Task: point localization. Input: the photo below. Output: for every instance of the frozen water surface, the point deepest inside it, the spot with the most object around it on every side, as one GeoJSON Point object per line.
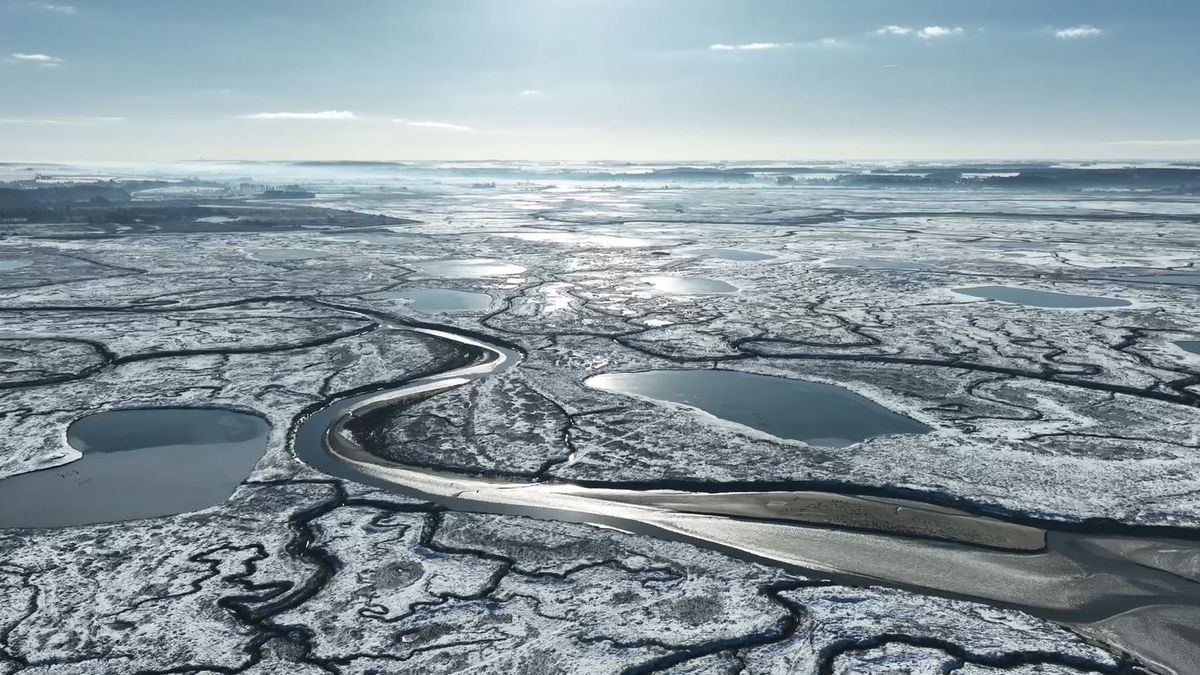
{"type": "Point", "coordinates": [287, 255]}
{"type": "Point", "coordinates": [1039, 298]}
{"type": "Point", "coordinates": [441, 299]}
{"type": "Point", "coordinates": [739, 255]}
{"type": "Point", "coordinates": [138, 464]}
{"type": "Point", "coordinates": [820, 414]}
{"type": "Point", "coordinates": [467, 268]}
{"type": "Point", "coordinates": [689, 285]}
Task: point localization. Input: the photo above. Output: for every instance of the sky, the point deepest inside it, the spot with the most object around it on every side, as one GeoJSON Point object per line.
{"type": "Point", "coordinates": [598, 79]}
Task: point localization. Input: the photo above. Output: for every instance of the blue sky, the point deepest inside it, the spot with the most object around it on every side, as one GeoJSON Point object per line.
{"type": "Point", "coordinates": [583, 79]}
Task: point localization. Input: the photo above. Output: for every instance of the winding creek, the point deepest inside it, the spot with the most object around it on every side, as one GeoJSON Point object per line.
{"type": "Point", "coordinates": [1134, 589]}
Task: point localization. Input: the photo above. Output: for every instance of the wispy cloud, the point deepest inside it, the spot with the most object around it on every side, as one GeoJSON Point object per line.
{"type": "Point", "coordinates": [928, 33]}
{"type": "Point", "coordinates": [935, 31]}
{"type": "Point", "coordinates": [61, 120]}
{"type": "Point", "coordinates": [35, 59]}
{"type": "Point", "coordinates": [749, 46]}
{"type": "Point", "coordinates": [1078, 31]}
{"type": "Point", "coordinates": [426, 124]}
{"type": "Point", "coordinates": [317, 115]}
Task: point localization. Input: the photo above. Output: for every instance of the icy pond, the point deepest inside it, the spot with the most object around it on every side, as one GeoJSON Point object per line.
{"type": "Point", "coordinates": [689, 285]}
{"type": "Point", "coordinates": [881, 263]}
{"type": "Point", "coordinates": [138, 464]}
{"type": "Point", "coordinates": [739, 255]}
{"type": "Point", "coordinates": [819, 414]}
{"type": "Point", "coordinates": [10, 264]}
{"type": "Point", "coordinates": [433, 300]}
{"type": "Point", "coordinates": [467, 268]}
{"type": "Point", "coordinates": [286, 255]}
{"type": "Point", "coordinates": [1039, 298]}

- - - - - - -

> Job
Strip out the images, then output the records above word for word.

> Final result
Task: point localization. Input: the photo below. Output: for every instance of the frozen water surface, the point deepest inside it, the spot with the most object around it on every side, as one GeoJSON Point object per line.
{"type": "Point", "coordinates": [287, 255]}
{"type": "Point", "coordinates": [1039, 298]}
{"type": "Point", "coordinates": [441, 299]}
{"type": "Point", "coordinates": [739, 255]}
{"type": "Point", "coordinates": [138, 464]}
{"type": "Point", "coordinates": [820, 414]}
{"type": "Point", "coordinates": [467, 268]}
{"type": "Point", "coordinates": [689, 285]}
Task: point localization. Input: the photo above. Output: for every instance of the sky, the point deepest inside it, the spot with the most object around it on every side, as one GeoJSON Point object per line.
{"type": "Point", "coordinates": [598, 79]}
Task: point localization. Input: the photo above. Output: for every instance of the blue sky, the point deepest inside it, the spot with the most object around it on every side, as one GeoJSON Point object per line.
{"type": "Point", "coordinates": [583, 79]}
Task: point localization. Input: the photo above. Output: for every instance of the winding creek, the point deepest inside it, the spot with the most object around it on every side, as one GeoJSON Point object per line.
{"type": "Point", "coordinates": [1134, 589]}
Task: point localization. Input: the photo above. Output: for every instance of the wispy cloud, the point deepest inside it, the spot with the most object around it on every side, as one GeoJSON Point object per line.
{"type": "Point", "coordinates": [928, 33]}
{"type": "Point", "coordinates": [935, 31]}
{"type": "Point", "coordinates": [61, 120]}
{"type": "Point", "coordinates": [35, 59]}
{"type": "Point", "coordinates": [749, 46]}
{"type": "Point", "coordinates": [1078, 31]}
{"type": "Point", "coordinates": [426, 124]}
{"type": "Point", "coordinates": [317, 115]}
Task: point localization. Input: the photo above. Output: for every instance of the icy pond, the point deepest inside it, the spot with the most object around it on every side, as one GeoJSON Point object per line.
{"type": "Point", "coordinates": [689, 285]}
{"type": "Point", "coordinates": [881, 263]}
{"type": "Point", "coordinates": [138, 464]}
{"type": "Point", "coordinates": [739, 255]}
{"type": "Point", "coordinates": [819, 414]}
{"type": "Point", "coordinates": [10, 264]}
{"type": "Point", "coordinates": [433, 300]}
{"type": "Point", "coordinates": [467, 268]}
{"type": "Point", "coordinates": [286, 255]}
{"type": "Point", "coordinates": [1039, 298]}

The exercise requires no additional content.